What the exercise asks
In the records below, swap every "velvet" for "suede" and write all the lines out again with nothing else altered. Leave the pictures out of your answer.

Saved data entries
# # #
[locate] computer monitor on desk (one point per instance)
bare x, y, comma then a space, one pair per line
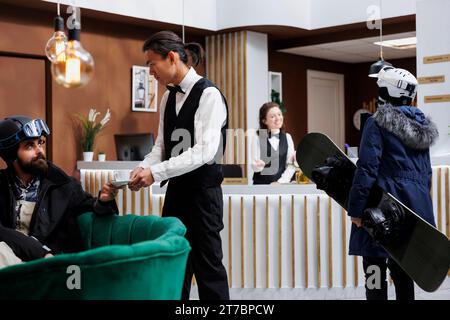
133, 147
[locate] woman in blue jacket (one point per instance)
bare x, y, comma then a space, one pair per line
394, 154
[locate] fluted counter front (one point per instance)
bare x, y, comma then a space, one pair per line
286, 241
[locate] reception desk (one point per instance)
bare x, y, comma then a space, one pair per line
282, 241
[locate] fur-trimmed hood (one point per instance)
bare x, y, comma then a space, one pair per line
409, 124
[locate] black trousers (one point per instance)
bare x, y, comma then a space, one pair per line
404, 285
201, 211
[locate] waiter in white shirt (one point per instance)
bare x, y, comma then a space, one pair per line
191, 137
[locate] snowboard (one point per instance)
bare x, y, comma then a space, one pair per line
419, 248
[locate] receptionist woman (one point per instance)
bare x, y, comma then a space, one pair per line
272, 149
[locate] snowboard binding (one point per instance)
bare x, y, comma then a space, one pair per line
333, 177
384, 223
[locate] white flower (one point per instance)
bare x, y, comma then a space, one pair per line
92, 115
106, 118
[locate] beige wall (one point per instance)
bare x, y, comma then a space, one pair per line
115, 48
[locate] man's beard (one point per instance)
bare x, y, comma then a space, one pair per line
37, 166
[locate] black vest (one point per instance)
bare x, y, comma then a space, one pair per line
210, 174
272, 170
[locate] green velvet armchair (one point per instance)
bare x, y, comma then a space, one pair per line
126, 257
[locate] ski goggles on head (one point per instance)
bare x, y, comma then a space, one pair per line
35, 128
32, 129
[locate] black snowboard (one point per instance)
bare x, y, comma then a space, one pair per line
420, 249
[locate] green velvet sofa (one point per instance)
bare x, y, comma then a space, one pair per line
126, 257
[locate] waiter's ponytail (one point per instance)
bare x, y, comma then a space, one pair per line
165, 41
195, 52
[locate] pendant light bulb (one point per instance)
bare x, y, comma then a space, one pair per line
57, 43
74, 67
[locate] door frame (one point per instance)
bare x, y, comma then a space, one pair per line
311, 74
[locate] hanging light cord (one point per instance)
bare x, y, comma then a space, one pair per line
183, 19
381, 31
# # #
Solution to this task
[locate] computer monitor on desk (one point per instance)
bare x, y, comma then a space, one pair per line
133, 147
[locate] woman in blue jacket (one point per instance)
bare x, y, comma then a space, one pair per line
394, 154
[locate] fluted counter front (one point per instance)
bare x, y, comma then a space, one pair per line
286, 241
[locate] reception desk (one point per instance)
bare x, y, comma then a space, one pair per line
282, 241
[locate] fur-trimmed hood (one point per instance)
bare x, y, comma then a space, one pair per line
409, 124
[locate] black trousers (one point per instance)
bare x, y, comma then a space, one pair per line
404, 285
201, 211
[locate] waiter in white shirt (one point per instance)
bare x, y, comma then a space, one pair per line
191, 137
[locate] snowboard (one point per instance)
bare x, y, comma then a space, one pair per line
419, 248
[locate] receptionist woman (one point per instance)
bare x, y, comma then a space, one pair per line
272, 149
[locate] snowboard binding (one point per instance)
bare x, y, comma then a space, one pair per line
333, 177
384, 223
[locate] white flower (one point per instance)
bare x, y, comma then a space, one pair per line
92, 115
106, 118
[locate] beige wall (one point per instance)
bare x, y, comma then a space, one pair per line
115, 48
[locate] man's beard (one point per instance)
bare x, y, comma then a space, one pair per line
37, 166
[locate] black vest (one point per instance)
bare x, y, comma then a space, one pair per line
210, 174
272, 170
[locate] green suede armchair (one point per instance)
bare x, y, comma then a space, one pair per line
126, 257
[locate] ski goggles on head (one point per instance)
bare x, y, comma then a space, one pair per line
35, 128
32, 129
[locate] black snowboard (one point per instance)
bare x, y, comma then a space, one pair per line
420, 249
[locate] green suede sofa (one point per instance)
bare x, y, comma then a space, one pair per line
126, 257
[locate] waiter's ponytail (one point per instance)
bare x, y, comma then a space, one pair per line
165, 41
195, 52
[locate] pendant light bulb (one point per instance)
bare x, y, comma then a space, one pair per line
57, 43
74, 67
[locate] door frame (one point per instance)
bare x, y, comma then a space, one pair per line
311, 74
[locate] hanging light cord (one point per instance)
bare x, y, comma then a space, one pair per line
183, 19
381, 31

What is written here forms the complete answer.